**REQUIREMENTS:** Carry on the interview with shark ambassador Rob from the point where it stops, beginning with his answer to "How are you working to protect sharks?"

**READING TEXT:**

We've had to good fortune to work with Rob for several years now.  He was instrumental in passing the shark fin trade bans in Saipan and Guam and is now helping out in the Turks & Caicos Islands.

We ask our Shark Ambassadors the same set of five questions.  Here's what Rob had to say:

Why are sharks important to you?
Sharks are important to me because as a child they fascinated me. They were like dragons but they were real. As I learned more about them, I understood their significance to life on earth, and to our survival as a species. They're part of the framework for life in the oceans, upon which we depend on for survival.

How are we going to save the world’s sharks?
Education is paramount. When people understand a problem, their morals and feelings engage, they make better decisions and hold their friends and families accountable for the same decisions. Once people understand the problem, some of those will take on the challenge of doing something about it in a bigger way - getting shark fin banned, creating shark sanctuaries, and working on decreasing the demand for shark products.

How are you working to protect sharks?

**INFORMATION PROVIDED:**

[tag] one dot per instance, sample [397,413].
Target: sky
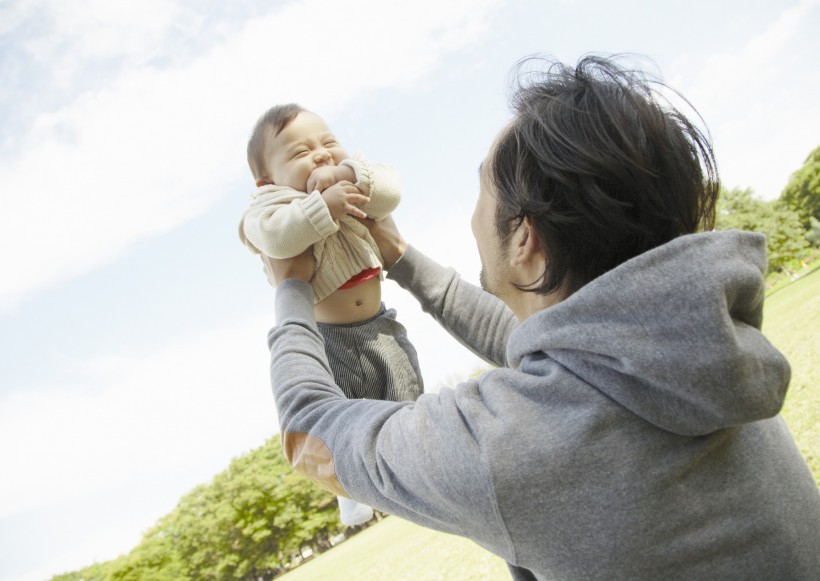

**SOLVED PROBLEM:**
I'm trying to empower humanity to be the best it can be to tackle this challenge, and others threatening our world. I work with an open source conservation campaign called Fin Free - that provides tools to any group or individual working on shark fin bans; I'm on the boards of a few great shark conservation charities, and try to use my media to bolster any shark conservation campaign that could use it.

Lots of people look up to you, who are your conservation heroes?
Martin Luther King Jr, David Suzuki, Paul Watson, Bob Marley, and Fela Kuti.

What advice would you give to young filmmakers?
Take the first step, don't be afraid. Lean in. By working for good, for life, or for conservation, your task will call out the best in you. There has never been a better time to be a filmmaker or conservationist and the world has never needed you more.